* _EXERCISE_:
Among the entries below, take the line with "Every instance of the white vanity" and the line with "Every instance of the toilet seat", and output them and every line between them exactly, with nothing else.

* _RECORDS FOR THIS EXERCISE_:
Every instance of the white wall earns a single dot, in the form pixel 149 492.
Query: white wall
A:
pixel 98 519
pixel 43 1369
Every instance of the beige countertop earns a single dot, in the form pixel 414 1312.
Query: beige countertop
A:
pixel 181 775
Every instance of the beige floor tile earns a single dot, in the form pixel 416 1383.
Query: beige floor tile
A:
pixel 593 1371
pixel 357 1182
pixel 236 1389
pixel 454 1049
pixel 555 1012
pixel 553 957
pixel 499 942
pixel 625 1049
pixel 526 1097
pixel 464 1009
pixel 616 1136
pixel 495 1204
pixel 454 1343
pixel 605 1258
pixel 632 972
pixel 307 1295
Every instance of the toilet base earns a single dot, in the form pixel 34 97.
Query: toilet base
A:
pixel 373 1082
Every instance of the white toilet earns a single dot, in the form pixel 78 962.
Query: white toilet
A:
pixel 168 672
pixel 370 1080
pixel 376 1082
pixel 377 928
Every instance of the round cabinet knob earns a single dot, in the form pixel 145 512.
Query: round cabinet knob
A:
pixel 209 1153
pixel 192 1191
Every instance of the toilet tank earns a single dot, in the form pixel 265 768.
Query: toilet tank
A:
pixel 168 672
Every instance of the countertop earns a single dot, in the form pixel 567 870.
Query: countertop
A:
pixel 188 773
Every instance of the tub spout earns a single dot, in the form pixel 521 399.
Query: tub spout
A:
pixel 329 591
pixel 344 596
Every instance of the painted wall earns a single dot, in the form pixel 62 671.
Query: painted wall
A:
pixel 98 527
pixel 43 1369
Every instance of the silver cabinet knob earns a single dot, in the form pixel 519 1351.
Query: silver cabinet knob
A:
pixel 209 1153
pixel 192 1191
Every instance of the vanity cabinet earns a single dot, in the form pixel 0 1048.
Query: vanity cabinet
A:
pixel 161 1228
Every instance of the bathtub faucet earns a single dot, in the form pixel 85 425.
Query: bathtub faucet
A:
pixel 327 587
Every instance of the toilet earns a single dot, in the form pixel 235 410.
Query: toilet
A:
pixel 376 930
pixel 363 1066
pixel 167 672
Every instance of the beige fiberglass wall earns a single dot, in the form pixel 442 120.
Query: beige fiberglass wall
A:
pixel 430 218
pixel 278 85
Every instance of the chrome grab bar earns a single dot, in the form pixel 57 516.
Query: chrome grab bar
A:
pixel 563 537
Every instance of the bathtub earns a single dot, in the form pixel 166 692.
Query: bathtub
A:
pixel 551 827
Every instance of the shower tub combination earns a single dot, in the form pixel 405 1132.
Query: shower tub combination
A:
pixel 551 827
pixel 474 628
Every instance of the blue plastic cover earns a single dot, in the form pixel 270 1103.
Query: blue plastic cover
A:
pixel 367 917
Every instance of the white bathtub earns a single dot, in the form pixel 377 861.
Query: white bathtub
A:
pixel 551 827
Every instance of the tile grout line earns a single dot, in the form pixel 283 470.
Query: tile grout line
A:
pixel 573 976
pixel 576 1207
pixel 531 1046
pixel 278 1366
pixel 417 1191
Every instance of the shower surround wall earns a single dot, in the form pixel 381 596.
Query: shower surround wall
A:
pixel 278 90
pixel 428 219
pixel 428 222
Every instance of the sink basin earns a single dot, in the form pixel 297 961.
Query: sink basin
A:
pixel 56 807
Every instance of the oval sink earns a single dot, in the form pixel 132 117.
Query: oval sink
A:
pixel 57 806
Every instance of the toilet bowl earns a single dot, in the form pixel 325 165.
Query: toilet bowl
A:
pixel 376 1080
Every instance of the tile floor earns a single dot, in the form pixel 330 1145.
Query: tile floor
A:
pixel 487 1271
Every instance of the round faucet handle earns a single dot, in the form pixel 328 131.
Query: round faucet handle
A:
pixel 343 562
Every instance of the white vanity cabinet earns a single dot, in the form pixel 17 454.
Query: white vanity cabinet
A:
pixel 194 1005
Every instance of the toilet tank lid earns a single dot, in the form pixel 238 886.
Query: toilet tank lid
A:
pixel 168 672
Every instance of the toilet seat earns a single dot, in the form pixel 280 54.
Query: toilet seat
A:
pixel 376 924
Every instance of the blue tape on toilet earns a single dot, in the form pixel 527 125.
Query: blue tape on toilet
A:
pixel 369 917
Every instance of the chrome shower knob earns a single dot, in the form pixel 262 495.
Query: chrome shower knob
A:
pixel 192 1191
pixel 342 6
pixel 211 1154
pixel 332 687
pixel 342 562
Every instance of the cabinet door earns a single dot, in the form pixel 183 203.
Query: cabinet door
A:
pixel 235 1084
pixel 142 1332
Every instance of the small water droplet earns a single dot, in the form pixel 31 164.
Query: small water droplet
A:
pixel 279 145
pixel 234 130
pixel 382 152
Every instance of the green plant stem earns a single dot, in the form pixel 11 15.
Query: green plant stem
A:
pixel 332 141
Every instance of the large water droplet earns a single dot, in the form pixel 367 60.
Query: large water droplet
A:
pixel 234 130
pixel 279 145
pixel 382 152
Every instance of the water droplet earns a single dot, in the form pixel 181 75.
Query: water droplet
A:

* _EXERCISE OUTPUT_:
Every instance of the white vanity cabinet earns a single dot, in the form pixel 17 454.
Query: white vanity cabinet
A:
pixel 194 1005
Every instance of the toilet tank lid earns a single dot, in the form pixel 238 886.
Query: toilet tank lid
A:
pixel 168 672
Every instance of the toilet seat earns a single dot, in the form pixel 280 54.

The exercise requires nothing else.